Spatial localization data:
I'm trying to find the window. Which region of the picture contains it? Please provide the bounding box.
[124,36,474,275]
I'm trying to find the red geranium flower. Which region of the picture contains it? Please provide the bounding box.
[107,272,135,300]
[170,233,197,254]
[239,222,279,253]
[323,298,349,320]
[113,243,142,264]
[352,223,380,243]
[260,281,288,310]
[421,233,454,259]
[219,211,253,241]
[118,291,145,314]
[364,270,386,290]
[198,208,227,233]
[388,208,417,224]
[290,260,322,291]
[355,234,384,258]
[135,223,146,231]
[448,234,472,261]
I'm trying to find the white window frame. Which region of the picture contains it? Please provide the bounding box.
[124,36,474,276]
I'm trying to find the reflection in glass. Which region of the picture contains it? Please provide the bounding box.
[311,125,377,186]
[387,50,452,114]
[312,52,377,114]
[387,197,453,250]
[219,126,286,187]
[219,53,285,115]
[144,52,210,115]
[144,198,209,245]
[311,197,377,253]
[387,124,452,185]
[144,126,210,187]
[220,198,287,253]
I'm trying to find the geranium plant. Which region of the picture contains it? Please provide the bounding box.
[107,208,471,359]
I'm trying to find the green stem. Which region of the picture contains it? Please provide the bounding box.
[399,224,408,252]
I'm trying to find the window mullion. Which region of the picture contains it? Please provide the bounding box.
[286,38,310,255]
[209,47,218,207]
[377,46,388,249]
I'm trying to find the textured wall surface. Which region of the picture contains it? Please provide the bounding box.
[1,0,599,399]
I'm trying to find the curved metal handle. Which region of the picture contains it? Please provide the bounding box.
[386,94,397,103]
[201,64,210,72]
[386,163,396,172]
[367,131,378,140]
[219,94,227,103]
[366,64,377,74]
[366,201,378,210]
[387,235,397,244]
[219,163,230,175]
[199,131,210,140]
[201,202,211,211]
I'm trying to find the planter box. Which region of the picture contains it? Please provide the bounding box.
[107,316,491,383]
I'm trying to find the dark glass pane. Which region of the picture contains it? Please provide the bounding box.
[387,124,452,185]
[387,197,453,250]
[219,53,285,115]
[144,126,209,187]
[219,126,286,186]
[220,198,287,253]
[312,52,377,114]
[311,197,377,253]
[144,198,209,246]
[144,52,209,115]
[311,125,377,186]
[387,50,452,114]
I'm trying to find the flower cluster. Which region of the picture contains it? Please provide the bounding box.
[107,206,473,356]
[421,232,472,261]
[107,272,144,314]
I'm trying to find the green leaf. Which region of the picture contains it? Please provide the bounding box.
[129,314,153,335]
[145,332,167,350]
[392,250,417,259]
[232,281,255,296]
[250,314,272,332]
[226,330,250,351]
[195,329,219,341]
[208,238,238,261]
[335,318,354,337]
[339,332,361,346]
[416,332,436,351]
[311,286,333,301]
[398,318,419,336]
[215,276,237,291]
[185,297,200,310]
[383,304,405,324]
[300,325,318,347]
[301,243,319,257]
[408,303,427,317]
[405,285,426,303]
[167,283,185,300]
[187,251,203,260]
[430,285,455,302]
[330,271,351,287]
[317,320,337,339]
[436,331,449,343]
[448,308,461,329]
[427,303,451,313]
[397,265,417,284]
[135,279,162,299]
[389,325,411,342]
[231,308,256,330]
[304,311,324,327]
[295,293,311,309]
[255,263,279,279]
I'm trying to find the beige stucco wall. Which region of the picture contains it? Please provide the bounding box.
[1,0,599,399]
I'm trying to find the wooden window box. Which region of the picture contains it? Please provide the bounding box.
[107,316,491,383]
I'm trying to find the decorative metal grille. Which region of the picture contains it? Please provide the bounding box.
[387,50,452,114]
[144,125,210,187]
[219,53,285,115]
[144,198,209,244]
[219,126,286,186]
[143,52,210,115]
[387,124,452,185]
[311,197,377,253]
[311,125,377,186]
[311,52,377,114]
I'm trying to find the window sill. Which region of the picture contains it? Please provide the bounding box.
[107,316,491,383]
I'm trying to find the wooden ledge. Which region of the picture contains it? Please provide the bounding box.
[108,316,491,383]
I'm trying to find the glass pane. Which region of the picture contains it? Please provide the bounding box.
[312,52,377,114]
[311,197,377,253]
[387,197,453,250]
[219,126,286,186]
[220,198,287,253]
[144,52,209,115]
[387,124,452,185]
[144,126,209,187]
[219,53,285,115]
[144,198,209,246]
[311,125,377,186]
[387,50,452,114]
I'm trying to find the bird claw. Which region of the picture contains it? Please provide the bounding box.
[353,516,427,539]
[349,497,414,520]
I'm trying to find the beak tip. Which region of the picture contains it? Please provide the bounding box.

- Exercise prompt
Extract the complete set of records unchanged.

- The answer
I'm trying to find the window. Which region of the picture contains it? Please provide the bounding box.
[124,36,474,275]
I'm trying to find the red geranium flower. Which region of the picture contains it? Please provide the bounding box.
[107,272,135,300]
[170,233,197,254]
[239,222,279,253]
[323,298,349,320]
[113,243,142,264]
[352,223,380,243]
[260,281,288,310]
[421,233,454,259]
[219,211,253,241]
[118,291,145,314]
[364,270,386,290]
[198,208,227,233]
[388,208,417,224]
[290,260,322,291]
[355,234,384,258]
[135,223,146,231]
[448,234,472,261]
I'm trying to find the white window frame. Which region of the picture contains it? Please provide the bounding box.
[124,36,474,276]
I'm trying to find the reflection in glass. Which region of the picture contains it? Please provide the bounding box.
[311,125,377,186]
[387,50,452,114]
[312,52,377,114]
[387,197,453,250]
[219,126,286,187]
[219,53,285,115]
[144,52,210,115]
[144,198,209,245]
[311,197,377,253]
[387,124,452,185]
[144,126,210,187]
[220,198,287,253]
I'm trying to find the geranium plant. Which region of the picture contains it? Please provide the bounding box.
[107,208,471,359]
I'm trying to find the green stem. Which region of the picture contains it? Please provide the bounding box.
[399,224,408,252]
I'm trying to find the window mullion. Which region of the picture contains it? Please provide the bounding box.
[286,38,310,255]
[209,47,218,207]
[377,46,388,249]
I'm trying to find the textured wall surface. Which region of the picture contains it? Please provide the bounding box.
[1,0,599,399]
I'm trying to find the curved metal handle. Which region of the picture contains it? Please provide the bounding box.
[386,94,397,103]
[201,64,210,72]
[386,163,396,172]
[367,131,378,140]
[219,94,227,103]
[366,64,377,74]
[366,201,378,210]
[387,235,397,244]
[219,163,230,175]
[199,131,210,140]
[201,202,211,211]
I'm trying to find the planter box. Which region of the picture contains it? Please provide the bounding box.
[107,316,491,383]
I'm trying to find the dark glass pane. Which region of the picture contains it? Please provide the bounding box.
[387,124,452,185]
[387,197,453,250]
[219,53,285,115]
[144,126,209,187]
[219,126,286,186]
[220,198,287,253]
[312,52,377,114]
[311,197,377,253]
[144,198,209,246]
[144,52,209,115]
[311,125,377,186]
[387,50,452,114]
I'm trying to find the flower cluster. Which region of the picture contains it? Please provide the bounding box.
[107,206,473,356]
[421,232,472,261]
[107,272,144,314]
I'm trying to find the green leaf. Which region of the picture contains it? Please provide the bounding box.
[129,314,153,335]
[145,332,167,350]
[392,250,417,259]
[232,281,255,296]
[250,314,272,332]
[226,330,250,351]
[195,329,219,341]
[208,238,238,261]
[335,318,354,337]
[339,332,361,346]
[416,332,436,351]
[311,286,333,301]
[398,318,419,336]
[215,276,237,291]
[185,297,200,310]
[383,304,405,324]
[300,325,318,347]
[301,243,319,257]
[408,303,427,317]
[405,285,426,303]
[167,283,185,300]
[187,251,203,260]
[430,285,455,302]
[330,271,351,287]
[317,320,337,339]
[436,331,449,343]
[448,308,461,329]
[427,303,451,313]
[397,265,417,284]
[135,279,162,299]
[389,325,411,342]
[231,308,256,330]
[304,311,324,327]
[295,293,311,309]
[255,263,279,279]
I'm trying to find the beige stucco wall. Which region of the picture contains it? Please provide the bounding box.
[1,0,599,399]
I'm trying to find the wooden window box. Which region of the picture contains it? Please provide the bounding box.
[107,316,491,383]
I'm trying to find the decorative metal grille. Which region of the picture contains it? Please provide the bounding box.
[387,50,452,114]
[144,125,210,187]
[219,53,285,115]
[144,198,209,244]
[219,126,286,186]
[143,52,210,115]
[387,124,452,185]
[311,197,377,253]
[311,125,377,186]
[311,52,377,114]
I'm trying to find the window sill. Which region of the picture contains it? Please provide the bounding box.
[107,316,491,383]
I'm trying to find the wooden ledge. Which region of the picture contains it? Please provide the bounding box.
[108,316,491,383]
I'm trying to find the glass pane. Which region of the picture contains it? Please provide the bounding box.
[312,52,377,114]
[311,197,377,253]
[387,197,453,250]
[219,126,286,186]
[220,198,287,253]
[144,52,209,115]
[387,124,452,185]
[144,126,209,187]
[219,53,285,115]
[144,198,209,246]
[311,125,377,186]
[387,50,452,114]
I'm trying to find the bird claw. Which region of the picture contains it? Please provide the bounding box.
[353,516,427,539]
[349,497,414,520]
I'm trying to find the beak tip. Which region of the picture contains it? Please provide the bounding box.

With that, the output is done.